## TASK GOAL
Leave out the pictures and print precisely the lines from the line with "the girl's clasped" to the final line of the entries, both ends included.

-- start GIVEN RECORDS --

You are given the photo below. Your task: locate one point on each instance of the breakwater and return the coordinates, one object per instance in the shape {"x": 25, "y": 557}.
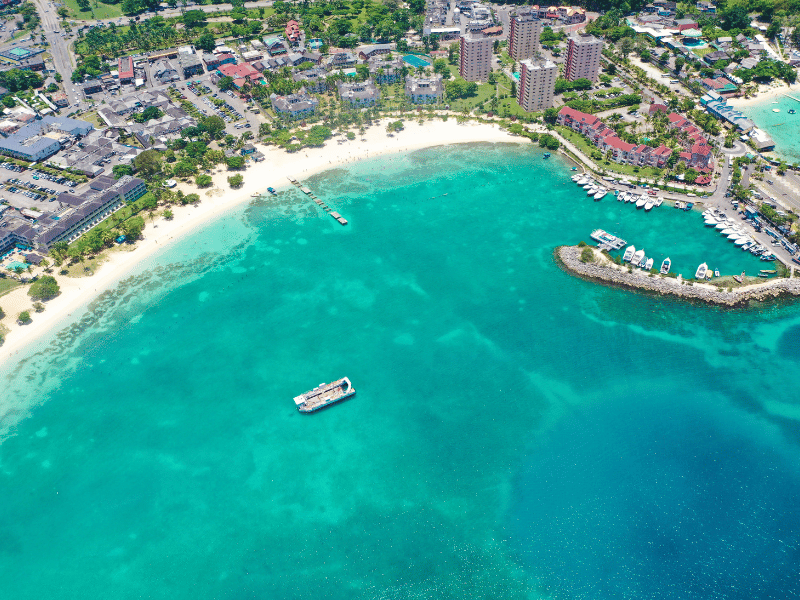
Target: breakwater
{"x": 606, "y": 272}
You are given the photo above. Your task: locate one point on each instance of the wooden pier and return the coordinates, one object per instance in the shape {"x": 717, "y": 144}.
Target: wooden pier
{"x": 318, "y": 202}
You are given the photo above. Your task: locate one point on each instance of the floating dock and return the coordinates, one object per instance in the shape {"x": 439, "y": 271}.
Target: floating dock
{"x": 324, "y": 395}
{"x": 319, "y": 202}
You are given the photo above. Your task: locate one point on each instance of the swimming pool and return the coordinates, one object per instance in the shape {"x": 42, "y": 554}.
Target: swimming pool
{"x": 416, "y": 61}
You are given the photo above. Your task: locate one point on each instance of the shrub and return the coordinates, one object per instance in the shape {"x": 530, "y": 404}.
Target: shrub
{"x": 44, "y": 288}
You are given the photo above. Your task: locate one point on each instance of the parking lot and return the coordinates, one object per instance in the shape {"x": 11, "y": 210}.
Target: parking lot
{"x": 30, "y": 188}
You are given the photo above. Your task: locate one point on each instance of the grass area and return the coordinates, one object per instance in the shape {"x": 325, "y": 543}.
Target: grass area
{"x": 485, "y": 91}
{"x": 98, "y": 10}
{"x": 587, "y": 148}
{"x": 7, "y": 284}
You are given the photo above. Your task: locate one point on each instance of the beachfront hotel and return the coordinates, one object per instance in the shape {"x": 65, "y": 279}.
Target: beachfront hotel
{"x": 523, "y": 40}
{"x": 476, "y": 57}
{"x": 583, "y": 57}
{"x": 537, "y": 84}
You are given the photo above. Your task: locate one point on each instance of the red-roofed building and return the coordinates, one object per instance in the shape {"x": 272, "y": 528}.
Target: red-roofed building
{"x": 292, "y": 31}
{"x": 125, "y": 68}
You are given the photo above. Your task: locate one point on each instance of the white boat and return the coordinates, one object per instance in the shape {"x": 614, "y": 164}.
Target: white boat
{"x": 629, "y": 252}
{"x": 701, "y": 271}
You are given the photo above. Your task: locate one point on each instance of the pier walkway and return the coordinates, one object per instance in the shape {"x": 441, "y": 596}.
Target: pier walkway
{"x": 318, "y": 202}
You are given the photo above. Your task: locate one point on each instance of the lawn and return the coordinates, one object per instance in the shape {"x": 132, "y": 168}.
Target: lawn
{"x": 584, "y": 146}
{"x": 7, "y": 284}
{"x": 98, "y": 10}
{"x": 485, "y": 91}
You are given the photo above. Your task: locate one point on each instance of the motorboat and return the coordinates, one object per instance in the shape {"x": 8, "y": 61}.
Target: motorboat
{"x": 701, "y": 271}
{"x": 629, "y": 252}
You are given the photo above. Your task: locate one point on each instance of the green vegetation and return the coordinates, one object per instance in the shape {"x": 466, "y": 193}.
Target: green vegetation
{"x": 44, "y": 288}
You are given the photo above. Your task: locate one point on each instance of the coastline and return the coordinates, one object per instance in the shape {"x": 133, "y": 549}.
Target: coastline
{"x": 77, "y": 293}
{"x": 608, "y": 273}
{"x": 766, "y": 93}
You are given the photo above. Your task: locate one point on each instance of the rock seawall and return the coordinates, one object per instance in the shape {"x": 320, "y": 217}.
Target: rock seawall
{"x": 568, "y": 258}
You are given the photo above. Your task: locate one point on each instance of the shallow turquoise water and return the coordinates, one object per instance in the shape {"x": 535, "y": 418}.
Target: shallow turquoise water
{"x": 781, "y": 126}
{"x": 517, "y": 433}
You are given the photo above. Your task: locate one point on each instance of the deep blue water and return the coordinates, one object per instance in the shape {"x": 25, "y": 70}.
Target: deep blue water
{"x": 517, "y": 433}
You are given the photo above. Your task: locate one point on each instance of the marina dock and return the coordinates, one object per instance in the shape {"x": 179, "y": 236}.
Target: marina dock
{"x": 318, "y": 202}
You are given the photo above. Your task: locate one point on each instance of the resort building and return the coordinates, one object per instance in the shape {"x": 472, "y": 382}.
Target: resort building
{"x": 358, "y": 94}
{"x": 43, "y": 138}
{"x": 424, "y": 90}
{"x": 537, "y": 84}
{"x": 523, "y": 40}
{"x": 294, "y": 106}
{"x": 583, "y": 57}
{"x": 91, "y": 208}
{"x": 476, "y": 57}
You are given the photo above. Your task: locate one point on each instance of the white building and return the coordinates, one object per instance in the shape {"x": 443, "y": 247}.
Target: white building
{"x": 476, "y": 57}
{"x": 523, "y": 39}
{"x": 583, "y": 57}
{"x": 424, "y": 90}
{"x": 537, "y": 84}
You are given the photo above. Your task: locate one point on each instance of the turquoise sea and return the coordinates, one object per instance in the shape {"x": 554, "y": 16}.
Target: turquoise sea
{"x": 517, "y": 432}
{"x": 781, "y": 126}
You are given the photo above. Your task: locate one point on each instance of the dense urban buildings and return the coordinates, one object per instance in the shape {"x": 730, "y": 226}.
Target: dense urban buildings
{"x": 523, "y": 39}
{"x": 583, "y": 57}
{"x": 537, "y": 84}
{"x": 476, "y": 57}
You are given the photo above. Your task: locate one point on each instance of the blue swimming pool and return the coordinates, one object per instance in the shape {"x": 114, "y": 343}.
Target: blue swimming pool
{"x": 416, "y": 61}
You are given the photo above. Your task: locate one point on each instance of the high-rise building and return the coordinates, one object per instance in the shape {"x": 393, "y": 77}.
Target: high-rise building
{"x": 537, "y": 84}
{"x": 523, "y": 40}
{"x": 583, "y": 57}
{"x": 476, "y": 57}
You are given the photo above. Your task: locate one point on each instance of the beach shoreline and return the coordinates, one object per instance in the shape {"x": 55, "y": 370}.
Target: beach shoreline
{"x": 274, "y": 170}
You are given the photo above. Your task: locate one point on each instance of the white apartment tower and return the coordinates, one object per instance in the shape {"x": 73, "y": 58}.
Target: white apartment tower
{"x": 523, "y": 40}
{"x": 583, "y": 57}
{"x": 537, "y": 84}
{"x": 476, "y": 57}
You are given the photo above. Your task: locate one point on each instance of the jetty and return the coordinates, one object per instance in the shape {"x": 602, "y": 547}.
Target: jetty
{"x": 317, "y": 201}
{"x": 606, "y": 272}
{"x": 324, "y": 395}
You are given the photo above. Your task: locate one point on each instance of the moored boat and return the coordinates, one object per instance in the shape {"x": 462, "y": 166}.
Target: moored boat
{"x": 629, "y": 252}
{"x": 324, "y": 395}
{"x": 701, "y": 271}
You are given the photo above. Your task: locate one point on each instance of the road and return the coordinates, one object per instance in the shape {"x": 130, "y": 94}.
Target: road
{"x": 63, "y": 61}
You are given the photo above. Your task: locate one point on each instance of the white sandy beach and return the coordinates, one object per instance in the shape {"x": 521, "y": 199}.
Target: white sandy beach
{"x": 76, "y": 293}
{"x": 765, "y": 93}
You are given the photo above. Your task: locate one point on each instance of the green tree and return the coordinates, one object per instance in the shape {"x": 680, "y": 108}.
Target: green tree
{"x": 235, "y": 181}
{"x": 203, "y": 180}
{"x": 44, "y": 288}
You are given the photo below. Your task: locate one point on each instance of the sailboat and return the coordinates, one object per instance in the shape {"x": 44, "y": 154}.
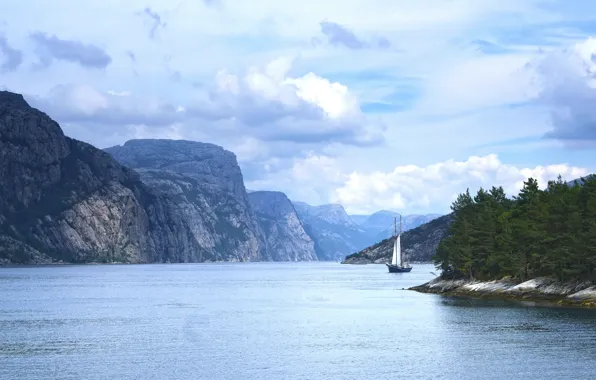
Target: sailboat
{"x": 398, "y": 263}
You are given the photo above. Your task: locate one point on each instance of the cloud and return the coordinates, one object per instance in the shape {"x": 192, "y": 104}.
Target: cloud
{"x": 568, "y": 88}
{"x": 408, "y": 188}
{"x": 52, "y": 47}
{"x": 76, "y": 103}
{"x": 274, "y": 106}
{"x": 434, "y": 187}
{"x": 10, "y": 58}
{"x": 338, "y": 35}
{"x": 263, "y": 103}
{"x": 212, "y": 3}
{"x": 131, "y": 55}
{"x": 156, "y": 22}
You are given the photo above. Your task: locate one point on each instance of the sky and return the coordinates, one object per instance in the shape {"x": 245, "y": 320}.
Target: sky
{"x": 376, "y": 104}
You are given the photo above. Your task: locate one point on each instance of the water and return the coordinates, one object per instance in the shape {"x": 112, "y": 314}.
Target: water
{"x": 274, "y": 321}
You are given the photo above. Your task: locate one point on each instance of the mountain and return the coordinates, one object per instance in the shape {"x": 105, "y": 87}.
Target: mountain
{"x": 285, "y": 235}
{"x": 380, "y": 225}
{"x": 207, "y": 188}
{"x": 418, "y": 244}
{"x": 332, "y": 230}
{"x": 64, "y": 200}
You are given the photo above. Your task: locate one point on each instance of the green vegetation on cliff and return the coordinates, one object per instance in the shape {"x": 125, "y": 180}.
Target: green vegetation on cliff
{"x": 538, "y": 233}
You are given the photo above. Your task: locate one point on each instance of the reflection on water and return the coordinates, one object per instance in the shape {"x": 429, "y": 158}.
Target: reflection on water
{"x": 274, "y": 321}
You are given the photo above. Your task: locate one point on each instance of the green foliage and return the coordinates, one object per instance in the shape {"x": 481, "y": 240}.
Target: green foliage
{"x": 549, "y": 232}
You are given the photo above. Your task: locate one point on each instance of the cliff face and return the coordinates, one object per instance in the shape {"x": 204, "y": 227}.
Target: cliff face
{"x": 204, "y": 185}
{"x": 285, "y": 235}
{"x": 61, "y": 199}
{"x": 418, "y": 244}
{"x": 332, "y": 230}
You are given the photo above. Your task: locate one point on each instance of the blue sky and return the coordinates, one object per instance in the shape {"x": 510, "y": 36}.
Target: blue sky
{"x": 376, "y": 104}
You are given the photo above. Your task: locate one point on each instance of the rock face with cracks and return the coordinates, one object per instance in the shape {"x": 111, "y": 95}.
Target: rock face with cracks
{"x": 62, "y": 200}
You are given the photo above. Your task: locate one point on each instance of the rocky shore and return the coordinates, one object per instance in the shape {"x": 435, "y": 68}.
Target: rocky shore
{"x": 575, "y": 293}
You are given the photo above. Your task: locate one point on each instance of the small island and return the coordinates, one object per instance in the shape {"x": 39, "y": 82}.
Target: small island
{"x": 538, "y": 246}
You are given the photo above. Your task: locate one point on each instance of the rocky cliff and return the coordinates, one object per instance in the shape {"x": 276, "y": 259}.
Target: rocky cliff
{"x": 285, "y": 235}
{"x": 418, "y": 244}
{"x": 332, "y": 230}
{"x": 64, "y": 200}
{"x": 207, "y": 190}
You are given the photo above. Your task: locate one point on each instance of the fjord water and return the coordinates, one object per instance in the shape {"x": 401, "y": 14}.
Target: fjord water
{"x": 274, "y": 321}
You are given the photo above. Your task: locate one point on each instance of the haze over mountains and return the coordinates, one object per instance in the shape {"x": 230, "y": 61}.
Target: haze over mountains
{"x": 152, "y": 201}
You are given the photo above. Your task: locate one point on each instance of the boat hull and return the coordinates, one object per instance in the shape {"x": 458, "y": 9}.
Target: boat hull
{"x": 398, "y": 269}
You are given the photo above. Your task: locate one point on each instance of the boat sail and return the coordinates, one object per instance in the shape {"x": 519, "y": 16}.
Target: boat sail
{"x": 398, "y": 264}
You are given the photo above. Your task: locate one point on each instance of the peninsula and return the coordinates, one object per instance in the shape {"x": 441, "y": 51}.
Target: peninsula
{"x": 538, "y": 246}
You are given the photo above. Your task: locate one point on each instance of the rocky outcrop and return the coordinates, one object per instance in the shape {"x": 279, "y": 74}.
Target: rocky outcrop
{"x": 380, "y": 225}
{"x": 64, "y": 200}
{"x": 418, "y": 244}
{"x": 334, "y": 233}
{"x": 204, "y": 185}
{"x": 285, "y": 234}
{"x": 581, "y": 293}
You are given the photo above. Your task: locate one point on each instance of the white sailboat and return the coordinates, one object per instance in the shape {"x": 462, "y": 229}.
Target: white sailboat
{"x": 398, "y": 264}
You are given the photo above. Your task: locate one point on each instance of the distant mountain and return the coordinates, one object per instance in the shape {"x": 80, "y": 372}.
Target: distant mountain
{"x": 334, "y": 233}
{"x": 383, "y": 231}
{"x": 65, "y": 200}
{"x": 285, "y": 235}
{"x": 337, "y": 234}
{"x": 419, "y": 244}
{"x": 578, "y": 181}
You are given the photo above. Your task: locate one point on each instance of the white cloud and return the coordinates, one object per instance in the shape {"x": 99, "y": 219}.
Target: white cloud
{"x": 410, "y": 188}
{"x": 433, "y": 187}
{"x": 568, "y": 88}
{"x": 288, "y": 118}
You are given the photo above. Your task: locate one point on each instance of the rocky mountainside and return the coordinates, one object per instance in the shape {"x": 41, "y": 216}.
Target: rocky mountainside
{"x": 380, "y": 224}
{"x": 64, "y": 200}
{"x": 207, "y": 190}
{"x": 285, "y": 235}
{"x": 418, "y": 244}
{"x": 332, "y": 230}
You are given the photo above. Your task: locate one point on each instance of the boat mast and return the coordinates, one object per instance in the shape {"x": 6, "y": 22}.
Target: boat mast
{"x": 401, "y": 253}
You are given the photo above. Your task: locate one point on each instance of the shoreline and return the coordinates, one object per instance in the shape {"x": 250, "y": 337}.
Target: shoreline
{"x": 539, "y": 290}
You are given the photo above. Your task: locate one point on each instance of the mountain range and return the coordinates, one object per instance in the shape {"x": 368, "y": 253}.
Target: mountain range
{"x": 63, "y": 200}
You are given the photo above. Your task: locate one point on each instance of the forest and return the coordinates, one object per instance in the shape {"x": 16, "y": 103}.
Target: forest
{"x": 550, "y": 232}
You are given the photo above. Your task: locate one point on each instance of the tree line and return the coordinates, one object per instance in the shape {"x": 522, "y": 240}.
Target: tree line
{"x": 550, "y": 232}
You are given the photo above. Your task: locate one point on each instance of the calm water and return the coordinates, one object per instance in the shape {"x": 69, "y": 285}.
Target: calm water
{"x": 274, "y": 321}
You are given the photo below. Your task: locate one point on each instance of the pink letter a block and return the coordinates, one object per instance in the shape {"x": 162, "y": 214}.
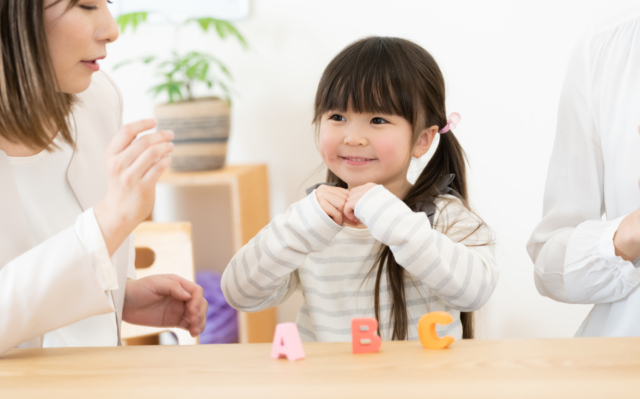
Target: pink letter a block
{"x": 287, "y": 343}
{"x": 363, "y": 335}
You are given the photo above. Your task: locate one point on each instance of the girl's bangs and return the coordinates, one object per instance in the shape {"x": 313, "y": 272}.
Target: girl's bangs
{"x": 366, "y": 80}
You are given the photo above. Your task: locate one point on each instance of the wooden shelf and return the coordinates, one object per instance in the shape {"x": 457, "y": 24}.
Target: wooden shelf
{"x": 249, "y": 199}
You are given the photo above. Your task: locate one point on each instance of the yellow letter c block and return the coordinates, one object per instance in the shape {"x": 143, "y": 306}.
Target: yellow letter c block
{"x": 427, "y": 330}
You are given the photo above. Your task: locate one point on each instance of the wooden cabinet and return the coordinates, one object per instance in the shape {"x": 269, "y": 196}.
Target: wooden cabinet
{"x": 245, "y": 197}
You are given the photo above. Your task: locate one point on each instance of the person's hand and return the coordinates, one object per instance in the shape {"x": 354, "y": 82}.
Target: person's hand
{"x": 133, "y": 169}
{"x": 627, "y": 239}
{"x": 165, "y": 300}
{"x": 355, "y": 194}
{"x": 332, "y": 201}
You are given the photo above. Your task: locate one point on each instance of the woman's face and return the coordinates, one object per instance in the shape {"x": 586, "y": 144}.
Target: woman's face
{"x": 77, "y": 40}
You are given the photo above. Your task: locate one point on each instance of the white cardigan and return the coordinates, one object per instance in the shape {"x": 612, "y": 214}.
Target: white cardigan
{"x": 58, "y": 282}
{"x": 594, "y": 170}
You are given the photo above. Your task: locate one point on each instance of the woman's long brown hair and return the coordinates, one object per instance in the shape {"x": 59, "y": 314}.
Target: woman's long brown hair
{"x": 395, "y": 76}
{"x": 31, "y": 106}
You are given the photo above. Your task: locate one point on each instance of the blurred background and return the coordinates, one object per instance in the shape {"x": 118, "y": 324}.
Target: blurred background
{"x": 503, "y": 61}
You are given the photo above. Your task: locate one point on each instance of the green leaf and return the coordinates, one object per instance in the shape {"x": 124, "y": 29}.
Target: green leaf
{"x": 132, "y": 19}
{"x": 222, "y": 27}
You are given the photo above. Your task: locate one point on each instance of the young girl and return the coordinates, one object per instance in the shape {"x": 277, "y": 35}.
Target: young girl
{"x": 363, "y": 245}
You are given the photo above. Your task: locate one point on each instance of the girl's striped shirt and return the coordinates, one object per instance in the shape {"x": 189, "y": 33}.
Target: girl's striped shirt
{"x": 450, "y": 267}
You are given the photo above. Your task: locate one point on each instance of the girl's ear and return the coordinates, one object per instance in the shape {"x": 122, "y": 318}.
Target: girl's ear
{"x": 424, "y": 141}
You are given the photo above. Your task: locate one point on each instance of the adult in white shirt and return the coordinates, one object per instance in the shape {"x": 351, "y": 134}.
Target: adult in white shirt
{"x": 581, "y": 256}
{"x": 67, "y": 273}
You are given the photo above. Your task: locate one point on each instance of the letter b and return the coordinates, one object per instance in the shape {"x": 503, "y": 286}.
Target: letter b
{"x": 427, "y": 330}
{"x": 363, "y": 335}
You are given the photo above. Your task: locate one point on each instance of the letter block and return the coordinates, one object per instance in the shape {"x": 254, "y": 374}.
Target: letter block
{"x": 363, "y": 335}
{"x": 427, "y": 330}
{"x": 287, "y": 343}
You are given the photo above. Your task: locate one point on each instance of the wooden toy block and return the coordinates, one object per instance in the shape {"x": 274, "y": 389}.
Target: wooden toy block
{"x": 363, "y": 335}
{"x": 287, "y": 343}
{"x": 427, "y": 330}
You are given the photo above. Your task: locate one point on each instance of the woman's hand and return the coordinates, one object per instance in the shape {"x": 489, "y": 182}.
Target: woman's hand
{"x": 133, "y": 169}
{"x": 627, "y": 239}
{"x": 355, "y": 195}
{"x": 165, "y": 300}
{"x": 332, "y": 201}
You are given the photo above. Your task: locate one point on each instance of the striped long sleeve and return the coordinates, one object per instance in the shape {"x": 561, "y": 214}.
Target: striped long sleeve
{"x": 264, "y": 272}
{"x": 463, "y": 274}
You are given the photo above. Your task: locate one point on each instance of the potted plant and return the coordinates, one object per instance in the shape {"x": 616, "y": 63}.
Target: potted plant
{"x": 201, "y": 125}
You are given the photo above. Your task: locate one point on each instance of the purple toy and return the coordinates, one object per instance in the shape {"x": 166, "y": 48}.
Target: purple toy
{"x": 222, "y": 319}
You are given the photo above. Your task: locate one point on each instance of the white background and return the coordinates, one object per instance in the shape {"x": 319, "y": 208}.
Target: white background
{"x": 503, "y": 62}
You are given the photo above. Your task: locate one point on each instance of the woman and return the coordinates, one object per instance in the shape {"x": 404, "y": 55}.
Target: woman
{"x": 67, "y": 273}
{"x": 581, "y": 257}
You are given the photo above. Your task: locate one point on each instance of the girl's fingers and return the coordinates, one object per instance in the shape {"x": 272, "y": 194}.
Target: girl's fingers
{"x": 138, "y": 147}
{"x": 331, "y": 211}
{"x": 127, "y": 134}
{"x": 349, "y": 211}
{"x": 337, "y": 191}
{"x": 148, "y": 159}
{"x": 336, "y": 201}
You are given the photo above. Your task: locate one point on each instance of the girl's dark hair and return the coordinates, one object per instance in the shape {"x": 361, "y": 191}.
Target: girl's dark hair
{"x": 31, "y": 105}
{"x": 396, "y": 77}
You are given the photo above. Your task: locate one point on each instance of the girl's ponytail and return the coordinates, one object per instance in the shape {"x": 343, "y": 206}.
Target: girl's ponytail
{"x": 449, "y": 159}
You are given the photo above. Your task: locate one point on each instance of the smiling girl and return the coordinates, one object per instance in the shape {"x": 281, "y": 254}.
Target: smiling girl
{"x": 369, "y": 243}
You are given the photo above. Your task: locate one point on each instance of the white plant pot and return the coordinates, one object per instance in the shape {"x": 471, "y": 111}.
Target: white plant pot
{"x": 201, "y": 130}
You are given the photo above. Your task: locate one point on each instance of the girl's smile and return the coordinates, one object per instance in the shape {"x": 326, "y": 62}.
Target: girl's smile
{"x": 362, "y": 147}
{"x": 357, "y": 160}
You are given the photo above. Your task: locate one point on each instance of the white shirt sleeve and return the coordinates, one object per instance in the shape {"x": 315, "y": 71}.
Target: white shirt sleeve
{"x": 572, "y": 247}
{"x": 63, "y": 280}
{"x": 131, "y": 262}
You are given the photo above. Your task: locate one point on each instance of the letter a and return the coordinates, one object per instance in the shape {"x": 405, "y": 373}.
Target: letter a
{"x": 427, "y": 330}
{"x": 287, "y": 343}
{"x": 363, "y": 335}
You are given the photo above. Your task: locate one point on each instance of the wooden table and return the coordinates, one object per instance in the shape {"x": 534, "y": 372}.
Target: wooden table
{"x": 582, "y": 368}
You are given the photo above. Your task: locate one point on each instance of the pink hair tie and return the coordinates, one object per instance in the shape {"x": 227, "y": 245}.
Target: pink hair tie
{"x": 452, "y": 122}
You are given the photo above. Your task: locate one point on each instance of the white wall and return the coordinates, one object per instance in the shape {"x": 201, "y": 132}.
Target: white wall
{"x": 503, "y": 61}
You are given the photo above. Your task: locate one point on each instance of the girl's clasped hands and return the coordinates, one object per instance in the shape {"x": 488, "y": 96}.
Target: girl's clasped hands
{"x": 340, "y": 203}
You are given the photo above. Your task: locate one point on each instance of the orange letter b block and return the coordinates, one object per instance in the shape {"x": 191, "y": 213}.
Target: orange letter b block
{"x": 427, "y": 330}
{"x": 363, "y": 335}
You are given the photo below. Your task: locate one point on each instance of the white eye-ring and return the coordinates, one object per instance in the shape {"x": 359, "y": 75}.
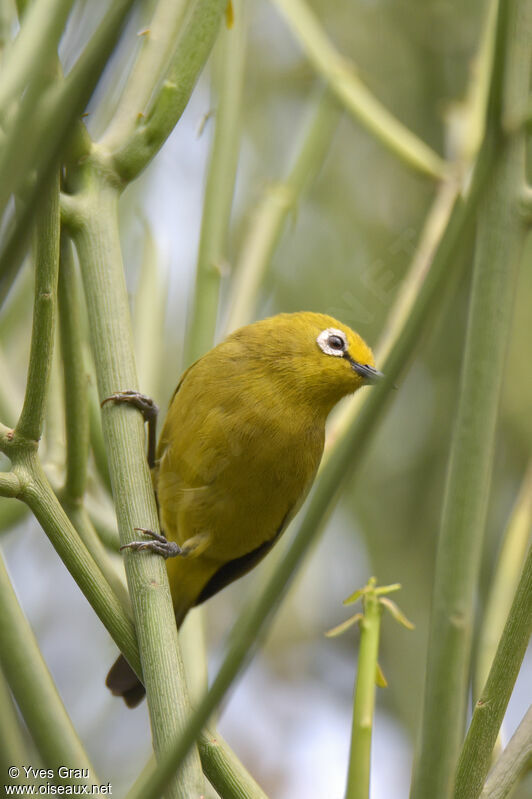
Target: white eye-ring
{"x": 332, "y": 342}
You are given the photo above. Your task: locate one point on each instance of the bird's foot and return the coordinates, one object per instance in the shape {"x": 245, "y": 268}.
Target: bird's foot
{"x": 159, "y": 544}
{"x": 141, "y": 402}
{"x": 149, "y": 411}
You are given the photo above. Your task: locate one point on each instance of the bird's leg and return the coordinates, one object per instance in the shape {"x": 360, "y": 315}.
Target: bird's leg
{"x": 192, "y": 548}
{"x": 149, "y": 411}
{"x": 159, "y": 544}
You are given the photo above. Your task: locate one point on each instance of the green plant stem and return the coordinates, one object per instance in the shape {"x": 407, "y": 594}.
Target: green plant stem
{"x": 194, "y": 43}
{"x": 507, "y": 572}
{"x": 279, "y": 200}
{"x": 96, "y": 433}
{"x": 11, "y": 513}
{"x": 54, "y": 122}
{"x": 86, "y": 531}
{"x": 149, "y": 317}
{"x": 31, "y": 419}
{"x": 444, "y": 206}
{"x": 341, "y": 76}
{"x": 39, "y": 35}
{"x": 33, "y": 687}
{"x": 28, "y": 483}
{"x": 148, "y": 70}
{"x": 499, "y": 243}
{"x": 224, "y": 770}
{"x": 98, "y": 245}
{"x": 515, "y": 760}
{"x": 75, "y": 377}
{"x": 228, "y": 78}
{"x": 11, "y": 397}
{"x": 252, "y": 622}
{"x": 358, "y": 778}
{"x": 475, "y": 758}
{"x": 13, "y": 751}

-- end GIVEN RECORDS --

## EXPECTED ANSWER
You are given the photo above. Your task: locate one point on each instance of the girl's clasped hands and return the coordinates, one object per instance in the shape {"x": 488, "y": 96}.
Target: girl's clasped hands
{"x": 340, "y": 203}
You are given the photo above. Your task: locate one point on each instance of the orange letter b block and return the coordinates, one object per instance in the shape {"x": 191, "y": 213}.
Target: orange letter b block
{"x": 427, "y": 330}
{"x": 363, "y": 335}
You are given the photo below. Your task: locate one point on each instance of the white eye-ring and return the coordinates, one object per instance in the shape {"x": 359, "y": 75}.
Target: white eye-ring
{"x": 332, "y": 342}
You are given the photo above. Your task: locate one point on each instance of the bird's foot and return the coordinates, one object per instance in the shape {"x": 245, "y": 268}.
Target: bird's foot
{"x": 159, "y": 544}
{"x": 141, "y": 402}
{"x": 149, "y": 411}
You are given the photo above. Your task: locate one point on each instance of the bird's leg and return the coordinates, one object per instance in the shape {"x": 360, "y": 315}.
Target: bird's leg
{"x": 192, "y": 548}
{"x": 149, "y": 411}
{"x": 159, "y": 544}
You are given the photo above. Your task: locate one point on each instance of the green plant stem and return the coordinates, one object per instance in the shape {"x": 407, "y": 594}.
Target: green plant stem
{"x": 194, "y": 43}
{"x": 507, "y": 572}
{"x": 279, "y": 200}
{"x": 96, "y": 433}
{"x": 11, "y": 513}
{"x": 54, "y": 122}
{"x": 86, "y": 531}
{"x": 149, "y": 317}
{"x": 31, "y": 419}
{"x": 444, "y": 206}
{"x": 341, "y": 76}
{"x": 39, "y": 35}
{"x": 33, "y": 687}
{"x": 28, "y": 483}
{"x": 148, "y": 70}
{"x": 499, "y": 243}
{"x": 224, "y": 770}
{"x": 98, "y": 245}
{"x": 515, "y": 760}
{"x": 75, "y": 377}
{"x": 228, "y": 78}
{"x": 11, "y": 397}
{"x": 252, "y": 622}
{"x": 358, "y": 778}
{"x": 475, "y": 758}
{"x": 13, "y": 751}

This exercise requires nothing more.